** Problem description **
Reproduce the opening lines of the records exactly, please, stopping after the line that contains "of the out-of-focus".

*** Available records Section Begins ***

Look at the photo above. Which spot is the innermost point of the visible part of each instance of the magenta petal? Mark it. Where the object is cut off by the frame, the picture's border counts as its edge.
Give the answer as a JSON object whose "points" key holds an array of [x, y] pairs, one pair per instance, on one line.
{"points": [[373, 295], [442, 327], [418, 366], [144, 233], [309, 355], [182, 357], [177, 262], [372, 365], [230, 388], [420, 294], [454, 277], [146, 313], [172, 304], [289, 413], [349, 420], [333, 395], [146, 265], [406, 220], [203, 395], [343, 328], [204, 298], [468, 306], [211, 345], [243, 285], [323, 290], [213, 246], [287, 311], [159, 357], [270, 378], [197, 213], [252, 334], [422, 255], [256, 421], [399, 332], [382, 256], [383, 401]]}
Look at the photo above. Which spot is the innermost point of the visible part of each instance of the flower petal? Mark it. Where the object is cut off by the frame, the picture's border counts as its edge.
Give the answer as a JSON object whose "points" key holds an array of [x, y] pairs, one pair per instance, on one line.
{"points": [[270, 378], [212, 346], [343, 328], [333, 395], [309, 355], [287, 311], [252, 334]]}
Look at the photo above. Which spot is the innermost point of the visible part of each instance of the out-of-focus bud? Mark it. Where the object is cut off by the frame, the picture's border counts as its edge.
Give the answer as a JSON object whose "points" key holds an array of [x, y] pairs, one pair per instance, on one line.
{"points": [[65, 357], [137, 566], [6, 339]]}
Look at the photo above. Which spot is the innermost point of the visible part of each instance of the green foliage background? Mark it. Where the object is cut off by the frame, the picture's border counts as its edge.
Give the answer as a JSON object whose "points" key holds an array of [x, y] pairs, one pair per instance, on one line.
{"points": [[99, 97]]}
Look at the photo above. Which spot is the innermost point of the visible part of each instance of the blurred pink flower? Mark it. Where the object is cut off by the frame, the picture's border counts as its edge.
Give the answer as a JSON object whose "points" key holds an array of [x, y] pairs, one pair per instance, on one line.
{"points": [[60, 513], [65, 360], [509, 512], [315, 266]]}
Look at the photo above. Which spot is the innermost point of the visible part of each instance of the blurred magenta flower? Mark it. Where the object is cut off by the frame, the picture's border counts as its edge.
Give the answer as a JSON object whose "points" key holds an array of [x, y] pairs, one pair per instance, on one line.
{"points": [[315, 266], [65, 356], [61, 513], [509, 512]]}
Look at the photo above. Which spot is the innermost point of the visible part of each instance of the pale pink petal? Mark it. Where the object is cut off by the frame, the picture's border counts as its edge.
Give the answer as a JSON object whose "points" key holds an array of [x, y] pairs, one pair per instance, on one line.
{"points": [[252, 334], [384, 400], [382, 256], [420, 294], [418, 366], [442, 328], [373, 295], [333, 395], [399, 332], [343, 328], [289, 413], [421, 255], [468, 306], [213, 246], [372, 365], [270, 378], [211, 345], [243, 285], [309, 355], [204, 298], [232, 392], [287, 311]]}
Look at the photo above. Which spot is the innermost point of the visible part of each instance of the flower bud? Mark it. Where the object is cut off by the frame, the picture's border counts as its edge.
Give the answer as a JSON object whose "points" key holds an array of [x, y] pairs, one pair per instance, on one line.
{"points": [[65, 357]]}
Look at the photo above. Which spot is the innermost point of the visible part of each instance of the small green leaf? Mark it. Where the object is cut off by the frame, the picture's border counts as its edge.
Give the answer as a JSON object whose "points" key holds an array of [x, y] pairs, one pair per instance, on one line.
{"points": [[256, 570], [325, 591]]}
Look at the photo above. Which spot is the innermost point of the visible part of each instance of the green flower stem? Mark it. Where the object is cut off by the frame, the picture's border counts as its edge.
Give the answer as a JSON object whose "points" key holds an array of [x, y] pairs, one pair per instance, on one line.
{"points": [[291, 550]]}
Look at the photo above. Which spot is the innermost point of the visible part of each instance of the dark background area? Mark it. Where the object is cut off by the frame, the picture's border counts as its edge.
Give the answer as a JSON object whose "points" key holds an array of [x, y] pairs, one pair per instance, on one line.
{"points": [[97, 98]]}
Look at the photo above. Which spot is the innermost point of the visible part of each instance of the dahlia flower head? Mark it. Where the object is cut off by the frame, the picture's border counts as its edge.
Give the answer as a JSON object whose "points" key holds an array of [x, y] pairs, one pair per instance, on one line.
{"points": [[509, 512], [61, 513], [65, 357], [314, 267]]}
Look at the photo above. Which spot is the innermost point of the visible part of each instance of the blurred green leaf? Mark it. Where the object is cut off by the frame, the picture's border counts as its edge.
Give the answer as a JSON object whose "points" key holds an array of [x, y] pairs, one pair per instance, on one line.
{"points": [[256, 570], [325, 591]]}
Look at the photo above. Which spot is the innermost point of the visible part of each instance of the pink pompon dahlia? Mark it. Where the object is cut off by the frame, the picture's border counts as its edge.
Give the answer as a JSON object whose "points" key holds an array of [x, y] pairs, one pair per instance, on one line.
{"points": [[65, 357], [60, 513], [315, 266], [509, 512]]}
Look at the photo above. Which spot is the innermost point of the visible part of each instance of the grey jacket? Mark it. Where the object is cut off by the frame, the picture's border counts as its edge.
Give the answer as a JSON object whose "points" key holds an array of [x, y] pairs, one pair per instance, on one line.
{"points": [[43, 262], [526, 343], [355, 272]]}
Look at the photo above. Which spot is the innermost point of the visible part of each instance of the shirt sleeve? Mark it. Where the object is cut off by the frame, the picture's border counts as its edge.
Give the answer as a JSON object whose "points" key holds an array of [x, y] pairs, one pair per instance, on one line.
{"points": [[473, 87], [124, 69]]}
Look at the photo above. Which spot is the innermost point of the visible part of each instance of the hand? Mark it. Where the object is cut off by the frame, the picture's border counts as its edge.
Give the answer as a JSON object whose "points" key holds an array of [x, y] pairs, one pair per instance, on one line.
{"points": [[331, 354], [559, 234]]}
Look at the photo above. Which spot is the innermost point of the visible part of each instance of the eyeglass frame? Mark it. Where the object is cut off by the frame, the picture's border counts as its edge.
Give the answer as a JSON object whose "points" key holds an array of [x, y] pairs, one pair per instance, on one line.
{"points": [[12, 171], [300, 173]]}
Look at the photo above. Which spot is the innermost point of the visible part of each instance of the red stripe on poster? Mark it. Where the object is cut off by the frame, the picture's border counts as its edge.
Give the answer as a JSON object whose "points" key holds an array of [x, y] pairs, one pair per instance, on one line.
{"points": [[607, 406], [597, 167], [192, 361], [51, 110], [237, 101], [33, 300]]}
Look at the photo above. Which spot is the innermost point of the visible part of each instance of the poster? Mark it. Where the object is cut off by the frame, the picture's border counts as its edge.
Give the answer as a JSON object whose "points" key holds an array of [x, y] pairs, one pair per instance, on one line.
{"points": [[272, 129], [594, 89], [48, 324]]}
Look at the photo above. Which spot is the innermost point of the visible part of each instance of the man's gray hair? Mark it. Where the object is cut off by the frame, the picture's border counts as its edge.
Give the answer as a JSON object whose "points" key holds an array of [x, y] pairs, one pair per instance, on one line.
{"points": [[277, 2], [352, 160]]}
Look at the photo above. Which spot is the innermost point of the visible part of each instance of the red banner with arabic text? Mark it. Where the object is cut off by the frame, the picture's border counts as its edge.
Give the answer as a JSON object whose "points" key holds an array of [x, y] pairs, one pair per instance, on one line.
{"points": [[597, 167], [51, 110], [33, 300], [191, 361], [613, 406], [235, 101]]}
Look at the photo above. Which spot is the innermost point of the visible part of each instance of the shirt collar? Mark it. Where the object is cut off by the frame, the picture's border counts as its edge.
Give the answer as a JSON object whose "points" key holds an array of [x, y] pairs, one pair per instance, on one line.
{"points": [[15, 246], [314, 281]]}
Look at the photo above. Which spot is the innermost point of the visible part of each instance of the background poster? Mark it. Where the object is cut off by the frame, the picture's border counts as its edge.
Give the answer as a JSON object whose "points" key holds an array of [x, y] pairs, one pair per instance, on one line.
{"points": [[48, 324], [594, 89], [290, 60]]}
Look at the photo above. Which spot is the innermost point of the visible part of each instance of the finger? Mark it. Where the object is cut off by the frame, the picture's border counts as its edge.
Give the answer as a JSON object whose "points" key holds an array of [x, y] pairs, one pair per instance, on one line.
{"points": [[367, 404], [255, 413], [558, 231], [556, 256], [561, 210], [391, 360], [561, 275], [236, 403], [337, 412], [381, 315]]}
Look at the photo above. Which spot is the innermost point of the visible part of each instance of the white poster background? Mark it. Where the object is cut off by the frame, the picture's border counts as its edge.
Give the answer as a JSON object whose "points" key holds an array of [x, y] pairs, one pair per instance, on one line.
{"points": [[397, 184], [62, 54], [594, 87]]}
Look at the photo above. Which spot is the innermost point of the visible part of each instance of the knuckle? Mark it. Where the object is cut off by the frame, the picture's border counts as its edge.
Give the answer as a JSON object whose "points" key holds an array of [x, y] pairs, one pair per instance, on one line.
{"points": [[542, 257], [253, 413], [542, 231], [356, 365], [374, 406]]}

*** Available records Section Ends ***

** Result of this task **
Look at the photo above. Which spot is the innermost point of the visible part of each instance of the magenta petal? Mark it. Where the object is cut off by the frame, the picture's border counts as its edge.
Give the answer as a JSON object whose "points" key holds an array of [x, y] pairs, one pair per instance, on one line.
{"points": [[373, 295], [442, 327], [418, 366], [144, 233], [309, 355], [182, 357], [177, 262], [372, 365], [230, 388], [420, 294], [454, 277], [146, 313], [172, 304], [289, 413], [349, 420], [333, 395], [146, 265], [406, 220], [203, 395], [343, 328], [204, 298], [468, 306], [211, 345], [243, 285], [323, 290], [213, 246], [287, 311], [159, 357], [270, 378], [197, 213], [252, 334], [422, 255], [256, 421], [399, 332], [382, 256], [383, 401]]}
Look at the photo above. Which spot is the innermost point of the visible part of each instance of the flower petal? Mark it. Where the object is cut off by the frame, the picture's border counts as its edge.
Give the answer as a JSON object whose "points" key holds an array of [x, y] pairs, one pair per instance, on one line.
{"points": [[270, 378], [212, 346], [343, 328], [333, 395], [309, 355], [287, 311], [252, 334]]}
Look at the photo above. Which spot is the innermost point of the visible part of each instance of the out-of-focus bud? Mark it. Where the object is cut off by the frame, the picture's border counts as its edge.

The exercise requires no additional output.